- _Task requirements_
Copy the lines below word for word, starting at the line containing "Expected output, for every instance of the hazy" and continuing through the very last line, with both included.

- _Rows_
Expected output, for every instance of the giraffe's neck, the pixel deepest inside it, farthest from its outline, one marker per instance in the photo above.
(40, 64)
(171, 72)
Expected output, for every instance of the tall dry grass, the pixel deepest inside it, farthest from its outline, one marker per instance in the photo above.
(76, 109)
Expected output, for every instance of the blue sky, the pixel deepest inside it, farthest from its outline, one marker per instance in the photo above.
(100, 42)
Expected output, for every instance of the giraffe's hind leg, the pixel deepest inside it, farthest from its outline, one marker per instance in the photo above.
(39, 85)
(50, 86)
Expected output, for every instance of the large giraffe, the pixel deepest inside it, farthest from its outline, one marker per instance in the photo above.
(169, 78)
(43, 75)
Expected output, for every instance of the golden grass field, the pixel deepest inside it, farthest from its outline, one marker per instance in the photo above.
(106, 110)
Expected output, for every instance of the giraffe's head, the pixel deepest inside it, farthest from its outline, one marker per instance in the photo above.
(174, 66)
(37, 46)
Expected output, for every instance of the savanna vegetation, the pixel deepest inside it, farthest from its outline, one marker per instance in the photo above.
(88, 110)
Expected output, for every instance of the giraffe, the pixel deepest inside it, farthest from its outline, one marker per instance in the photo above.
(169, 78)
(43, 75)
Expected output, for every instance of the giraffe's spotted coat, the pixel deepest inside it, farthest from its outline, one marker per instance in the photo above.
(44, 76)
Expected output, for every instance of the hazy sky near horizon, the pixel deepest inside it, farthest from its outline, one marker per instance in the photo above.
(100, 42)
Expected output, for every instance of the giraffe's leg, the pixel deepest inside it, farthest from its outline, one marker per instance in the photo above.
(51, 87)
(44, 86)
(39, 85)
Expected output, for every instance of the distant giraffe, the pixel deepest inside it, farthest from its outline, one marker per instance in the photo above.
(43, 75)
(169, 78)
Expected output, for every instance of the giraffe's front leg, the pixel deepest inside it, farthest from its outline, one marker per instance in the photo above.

- _Full solution_
Expected output, for every instance of the hazy sky near horizon, the pixel deepest inside it, farthest from its outline, one marker per instance in the photo above.
(100, 42)
Expected output, for every instance of the giraffe's leg, the pixel deepest inside it, farthest from its outline, one marker per instance in the photo above.
(51, 87)
(44, 86)
(39, 85)
Expected output, for every instance of the distant giraffe, the pixel deepest inside it, farthest from its outline, one marker per instance in the photo above.
(43, 75)
(169, 78)
Expected output, for every instance of the giraffe's front leg, the pixel deepest inside it, farthest from its outline, one marker per instance in the photo above.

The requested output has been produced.